**Work to complete**
Would you retype the line that contains "rough mask: <svg" and all lines following it to the end of the entries below, exactly and without pictures?

[Supplied data]

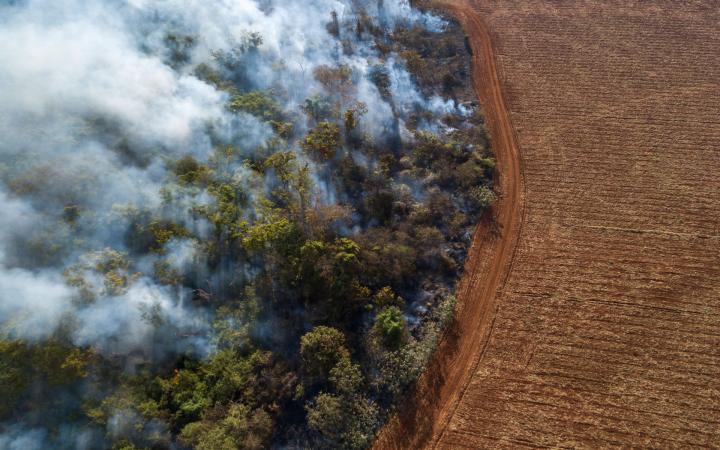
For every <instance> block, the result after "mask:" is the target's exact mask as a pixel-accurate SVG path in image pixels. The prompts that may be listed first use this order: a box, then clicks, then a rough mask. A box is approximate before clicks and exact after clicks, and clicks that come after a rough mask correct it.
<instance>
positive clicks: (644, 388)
mask: <svg viewBox="0 0 720 450" xmlns="http://www.w3.org/2000/svg"><path fill="white" fill-rule="evenodd" d="M446 6H447V7H448V8H449V9H450V10H451V11H452V12H453V13H454V14H455V15H456V16H457V17H458V18H459V19H460V20H461V22H462V23H463V25H464V26H465V29H466V32H467V34H468V36H469V38H470V42H471V46H472V48H473V53H474V56H473V59H474V79H475V87H476V90H477V92H478V96H479V97H480V100H481V103H482V104H483V105H484V107H485V108H486V116H487V118H488V120H489V125H490V133H491V137H492V139H493V148H494V151H495V152H496V155H497V158H498V162H499V165H498V168H499V176H500V188H501V193H502V198H501V201H500V202H499V204H498V210H497V220H498V223H499V225H500V231H499V233H498V234H493V233H492V232H491V230H490V228H489V227H488V226H487V224H481V225H480V228H479V232H478V233H477V236H476V242H475V243H474V246H473V249H472V250H471V254H470V258H469V260H468V264H467V268H466V276H465V277H464V279H463V280H462V282H461V285H460V289H459V301H460V306H459V310H458V324H457V327H456V333H455V334H453V335H452V336H450V337H449V338H448V339H447V340H446V341H445V342H443V344H442V345H441V347H440V349H439V350H438V352H437V354H436V355H435V358H434V360H433V362H432V364H431V366H430V367H429V369H428V371H427V373H426V375H425V376H424V377H423V378H422V380H421V382H420V383H419V385H418V388H417V391H416V392H415V393H414V395H413V396H412V397H411V398H410V399H409V400H408V405H406V406H405V408H403V410H402V413H401V414H400V415H399V416H398V417H397V418H396V419H395V420H394V421H392V422H391V423H390V424H389V425H388V426H387V427H386V428H385V429H384V430H383V432H382V433H381V435H380V437H379V438H378V441H377V444H376V447H377V448H410V449H416V448H423V447H430V448H448V449H451V448H452V449H454V448H498V447H507V448H518V447H591V448H597V447H608V446H637V447H683V448H686V447H707V446H710V447H720V381H719V380H720V177H718V174H720V119H719V117H720V114H719V111H720V34H719V33H717V24H718V23H720V8H718V7H717V4H716V2H712V1H694V2H678V1H671V0H659V1H656V2H627V1H624V0H623V1H620V0H609V1H600V0H598V1H590V2H574V1H563V0H561V1H547V0H542V1H541V0H477V1H472V0H465V1H463V0H457V1H450V0H448V1H447V2H446ZM513 125H514V128H513Z"/></svg>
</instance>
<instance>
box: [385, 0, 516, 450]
mask: <svg viewBox="0 0 720 450" xmlns="http://www.w3.org/2000/svg"><path fill="white" fill-rule="evenodd" d="M437 3H438V5H439V6H442V7H445V8H447V9H448V10H449V11H451V12H452V14H453V15H454V16H455V17H456V18H457V19H458V20H459V21H460V23H461V24H462V26H463V28H464V29H465V32H466V33H467V34H468V37H469V42H470V46H471V48H472V53H473V64H472V69H473V84H474V89H475V91H476V93H477V95H478V97H479V99H480V102H481V105H482V107H483V109H484V112H485V118H486V123H487V126H488V129H489V132H490V137H491V140H492V149H493V152H494V154H495V157H496V159H497V173H496V178H497V182H496V188H497V191H498V193H499V197H500V200H499V201H498V202H497V204H496V206H495V207H494V211H493V214H492V215H493V216H494V219H493V220H494V221H495V222H493V221H492V220H489V219H488V220H485V221H484V222H483V223H481V224H479V225H478V229H477V231H476V233H475V237H474V240H473V244H472V247H471V250H470V252H469V257H468V260H467V262H466V265H465V275H464V277H463V279H462V280H461V282H460V285H459V287H458V309H457V311H456V318H457V320H456V323H455V325H454V327H453V329H452V330H451V333H450V335H448V336H446V337H445V339H444V340H443V341H442V342H441V344H440V346H439V347H438V349H437V351H436V352H435V355H434V357H433V359H432V361H431V362H430V365H429V367H428V369H427V371H426V372H425V374H424V375H423V376H422V377H421V379H420V380H419V382H418V386H417V389H416V391H415V393H414V394H413V396H412V397H411V398H410V399H409V400H408V404H406V405H404V406H403V407H402V408H401V411H402V412H401V414H400V415H399V416H397V417H395V418H394V419H393V420H392V421H391V422H390V423H389V424H388V425H387V426H386V427H385V428H384V429H383V431H382V432H381V434H380V436H379V437H378V439H377V441H376V443H375V446H374V447H375V448H377V449H384V448H408V449H418V448H422V447H426V446H432V445H434V443H435V442H436V441H437V439H438V438H439V437H440V436H441V434H442V432H443V430H444V429H445V427H446V426H447V422H448V420H449V419H450V417H451V416H452V414H453V413H454V410H455V408H456V407H457V405H458V403H459V400H460V398H461V397H462V396H463V395H464V393H465V390H466V389H467V385H468V382H469V381H470V377H471V376H472V373H473V372H474V370H475V369H476V368H477V365H478V363H479V362H480V360H481V359H482V355H483V350H484V347H485V344H486V343H487V340H488V337H489V335H490V331H491V329H492V326H493V318H494V316H495V309H496V304H495V300H496V298H497V293H498V292H499V291H500V290H502V288H503V285H504V283H505V281H506V279H507V275H508V273H509V272H510V268H511V267H512V260H513V257H514V253H515V249H516V244H517V238H518V236H519V233H520V229H521V227H522V221H523V215H524V214H523V211H524V208H523V202H524V192H523V175H522V161H521V157H520V152H519V149H518V146H517V142H516V138H515V133H514V131H513V127H512V124H511V122H510V116H509V114H508V110H507V107H506V105H505V100H504V97H503V92H502V86H501V84H500V78H499V76H498V68H497V62H496V60H495V55H494V53H493V47H492V41H491V39H490V36H489V34H488V30H487V28H486V27H485V24H484V23H483V22H482V20H481V18H480V16H478V15H477V14H476V13H475V12H474V11H472V9H471V8H470V7H469V6H468V5H467V4H466V3H465V2H437Z"/></svg>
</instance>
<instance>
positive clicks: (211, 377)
mask: <svg viewBox="0 0 720 450" xmlns="http://www.w3.org/2000/svg"><path fill="white" fill-rule="evenodd" d="M0 17H2V18H1V19H0V42H1V43H0V59H2V60H3V61H11V64H9V65H8V66H7V67H2V68H0V83H7V85H8V86H9V87H10V89H7V90H5V89H1V90H2V91H3V93H1V94H0V98H2V99H3V100H4V102H3V103H4V105H5V106H4V107H3V111H2V113H1V114H0V116H1V117H0V132H1V133H2V134H3V137H2V138H0V204H1V205H2V207H3V210H4V213H3V217H1V218H0V398H2V399H3V401H2V403H1V404H0V448H8V449H44V448H59V449H65V448H67V449H71V448H73V449H74V448H87V449H92V448H112V449H115V450H120V449H123V450H130V449H169V448H172V449H189V448H195V449H204V450H220V449H238V448H243V449H244V448H247V449H261V448H287V449H301V448H347V449H361V448H367V447H369V446H370V445H371V444H372V442H373V439H374V437H375V434H376V433H377V431H378V430H379V429H380V427H381V426H382V424H383V423H384V422H385V421H386V420H387V418H388V417H389V416H390V415H391V414H392V412H393V411H394V410H395V408H396V407H397V405H398V404H399V403H400V402H401V401H402V399H403V398H404V396H405V394H406V393H407V390H408V388H409V387H410V386H412V383H413V382H414V381H415V380H416V378H417V377H418V376H419V375H420V374H421V373H422V371H423V369H424V367H425V365H426V363H427V361H428V359H429V357H430V355H431V354H432V352H433V350H434V349H435V347H436V345H437V342H438V340H439V339H441V337H442V333H443V332H444V330H445V329H446V328H447V327H448V326H449V325H450V324H451V322H452V320H453V314H454V308H455V296H454V291H455V287H456V285H457V282H458V279H459V277H460V274H461V273H462V268H463V264H464V260H465V257H466V255H467V252H468V249H469V246H470V243H471V240H472V236H473V232H474V229H475V225H476V224H477V222H478V220H479V218H480V217H481V215H482V214H484V213H485V212H486V211H488V210H489V208H490V206H491V205H492V203H493V202H494V201H495V199H496V194H495V193H494V191H493V172H494V168H495V161H494V159H493V157H492V155H491V153H490V150H489V143H488V137H487V134H486V130H485V124H484V119H483V115H482V112H481V110H480V108H479V106H478V105H477V103H476V102H474V101H473V98H474V95H473V92H472V87H471V83H470V66H469V61H470V54H469V50H468V48H467V44H466V40H465V36H464V34H463V32H462V30H461V28H460V27H459V25H458V24H457V23H456V22H454V21H453V20H451V19H450V18H448V17H442V16H441V15H439V13H436V12H430V11H426V10H421V9H419V8H417V7H414V6H411V5H410V4H408V3H407V2H403V1H401V0H384V1H383V0H379V1H375V0H364V1H350V0H345V1H329V0H328V1H324V0H323V1H313V2H302V1H300V0H297V1H296V0H288V1H284V2H283V1H271V0H257V1H252V0H243V1H237V2H230V3H228V2H220V1H207V2H199V1H198V2H194V1H191V2H179V1H177V2H176V1H168V2H162V3H156V2H143V1H129V0H128V1H127V2H126V1H122V0H118V1H116V2H99V1H98V2H88V3H82V4H81V3H80V2H74V1H70V0H68V1H62V2H48V1H20V2H8V3H0ZM13 43H16V44H13Z"/></svg>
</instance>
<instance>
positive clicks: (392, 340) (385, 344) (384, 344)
mask: <svg viewBox="0 0 720 450" xmlns="http://www.w3.org/2000/svg"><path fill="white" fill-rule="evenodd" d="M372 332H373V333H377V334H379V336H380V338H381V340H382V342H383V344H384V345H385V347H387V348H389V349H391V350H396V349H398V348H399V347H400V346H401V345H402V344H403V343H404V342H405V341H406V340H407V336H408V330H407V324H406V323H405V317H403V314H402V311H400V308H398V307H397V306H389V307H387V308H385V309H383V310H382V311H380V313H378V315H377V316H375V323H374V325H373V330H372Z"/></svg>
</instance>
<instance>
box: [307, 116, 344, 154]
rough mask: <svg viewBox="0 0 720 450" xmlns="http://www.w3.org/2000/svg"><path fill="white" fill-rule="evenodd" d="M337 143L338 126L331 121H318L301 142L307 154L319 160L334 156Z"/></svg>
mask: <svg viewBox="0 0 720 450" xmlns="http://www.w3.org/2000/svg"><path fill="white" fill-rule="evenodd" d="M339 145H340V127H338V126H337V124H335V123H332V122H320V123H319V124H318V126H317V127H315V128H314V129H312V130H311V131H310V132H309V133H308V135H307V136H306V137H305V139H304V140H303V142H302V143H301V146H302V148H303V150H305V152H306V153H307V154H308V155H310V156H311V157H313V158H315V159H317V160H320V161H327V160H329V159H332V158H334V157H335V153H336V152H337V150H338V147H339Z"/></svg>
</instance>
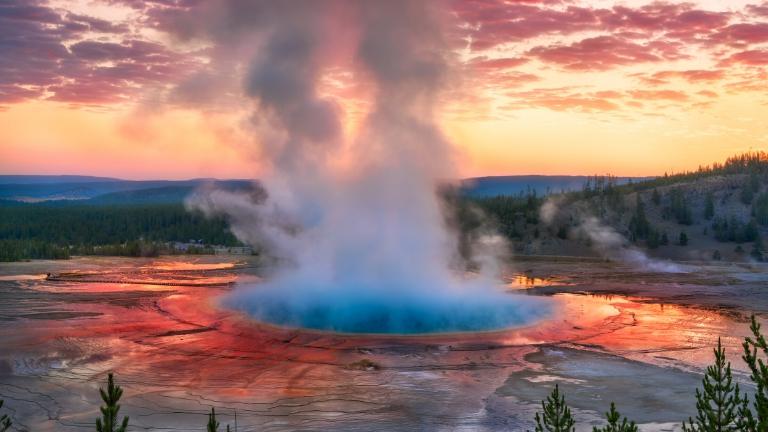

[/Supplied data]

**Solution for this problem**
rough mask: <svg viewBox="0 0 720 450" xmlns="http://www.w3.org/2000/svg"><path fill="white" fill-rule="evenodd" d="M337 143L338 126L331 121H318L301 142L307 154L319 160L334 156Z"/></svg>
mask: <svg viewBox="0 0 720 450" xmlns="http://www.w3.org/2000/svg"><path fill="white" fill-rule="evenodd" d="M339 145H340V127H338V126H337V124H335V123H332V122H320V123H319V124H318V126H317V127H315V128H314V129H312V130H311V131H310V132H309V133H308V135H307V136H306V137H305V139H304V140H303V142H302V143H301V146H302V148H303V150H305V152H306V153H307V154H308V155H310V156H311V157H313V158H315V159H317V160H320V161H327V160H329V159H332V158H334V157H335V153H336V152H337V150H338V147H339Z"/></svg>
</instance>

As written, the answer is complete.